** PROVIDED MATERIAL **
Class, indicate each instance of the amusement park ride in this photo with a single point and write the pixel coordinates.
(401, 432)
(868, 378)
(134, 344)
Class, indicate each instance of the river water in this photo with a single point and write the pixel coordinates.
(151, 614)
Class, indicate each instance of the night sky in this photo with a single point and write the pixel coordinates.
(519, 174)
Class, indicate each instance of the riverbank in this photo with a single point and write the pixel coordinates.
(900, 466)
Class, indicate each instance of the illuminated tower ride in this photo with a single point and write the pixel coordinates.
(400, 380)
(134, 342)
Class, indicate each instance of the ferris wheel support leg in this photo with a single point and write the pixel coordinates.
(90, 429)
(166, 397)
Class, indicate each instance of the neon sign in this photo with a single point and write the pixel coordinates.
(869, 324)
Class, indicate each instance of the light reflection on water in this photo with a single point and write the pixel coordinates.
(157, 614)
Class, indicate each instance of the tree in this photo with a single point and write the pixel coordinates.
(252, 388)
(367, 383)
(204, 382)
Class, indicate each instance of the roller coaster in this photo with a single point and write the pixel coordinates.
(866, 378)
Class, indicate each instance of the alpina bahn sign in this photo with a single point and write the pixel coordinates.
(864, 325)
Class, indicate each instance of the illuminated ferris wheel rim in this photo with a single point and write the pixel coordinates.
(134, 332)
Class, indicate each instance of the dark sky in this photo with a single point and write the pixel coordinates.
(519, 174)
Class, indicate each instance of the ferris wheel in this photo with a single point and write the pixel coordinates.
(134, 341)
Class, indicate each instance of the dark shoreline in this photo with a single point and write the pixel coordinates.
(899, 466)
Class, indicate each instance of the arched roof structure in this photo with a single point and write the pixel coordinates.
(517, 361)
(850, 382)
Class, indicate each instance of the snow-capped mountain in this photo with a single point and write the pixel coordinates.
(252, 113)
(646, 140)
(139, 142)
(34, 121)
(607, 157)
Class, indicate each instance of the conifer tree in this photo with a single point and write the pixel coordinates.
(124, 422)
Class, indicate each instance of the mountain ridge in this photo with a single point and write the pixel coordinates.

** WHAT YOU NEED TO DO **
Output the material in full, matching it word for word.

** TASK RESULT **
Class, indicate each instance of the amusement park ride in this photo with a single point and write the pixel coordinates.
(401, 432)
(868, 378)
(134, 344)
Class, indicate each instance of the river water in this photo with a single point and write the pixel coordinates.
(151, 614)
Class, indicate each instance of the night sky in this photo with a single point and write the pixel coordinates.
(519, 174)
Class, indicate each instance of the riverbank in this photo with a single point and write the pixel coordinates.
(900, 466)
Class, indicate each instance of the illuminated tower ride in this photo with a single point and write the pixel coordinates.
(400, 380)
(134, 342)
Class, indicate each instance of the ferris wheel support leg in this photo with a single point and write the pixel coordinates.
(90, 429)
(166, 397)
Class, indicate each instance of the neon sign in this photo with a single point and write the pixel coordinates.
(869, 324)
Class, indicate each instance of the light reflection on water in this photo with a single point and write the pixel coordinates.
(157, 614)
Class, indicate each instance of the tree in this photo with a single point and write the pixel coordinates.
(252, 388)
(367, 383)
(204, 382)
Class, indicate each instance of the roller coaster in this photo with a single point and write the pixel coordinates.
(866, 378)
Class, indicate each instance of the alpina bahn sign in this photo with a single point and write the pixel coordinates.
(864, 325)
Class, indicate each instance of the illuminated ferris wheel rim in this photo with a single point and write the pixel coordinates.
(134, 332)
Class, indicate each instance of the dark sky in this photo with a single point and write the pixel coordinates.
(519, 174)
Class, indicate each instance of the ferris wheel in this photo with a single point and write the pixel coordinates.
(134, 341)
Class, indicate each instance of the dark shoreline in this photo with a single point and write the pixel coordinates.
(899, 466)
Class, indicate each instance of the arched roof structure in this photo with a single point and write the pixel coordinates.
(517, 361)
(850, 382)
Class, indicate each instance of the snow-capped mountain in this photo with a single point and write the pixel coordinates.
(252, 113)
(646, 140)
(139, 142)
(34, 121)
(607, 157)
Class, indicate each instance of the conifer tree in this photo with a single point and write the pixel coordinates.
(124, 422)
Class, indicate each instance of the mountain ridge in this photo with a single point and write the pixel coordinates.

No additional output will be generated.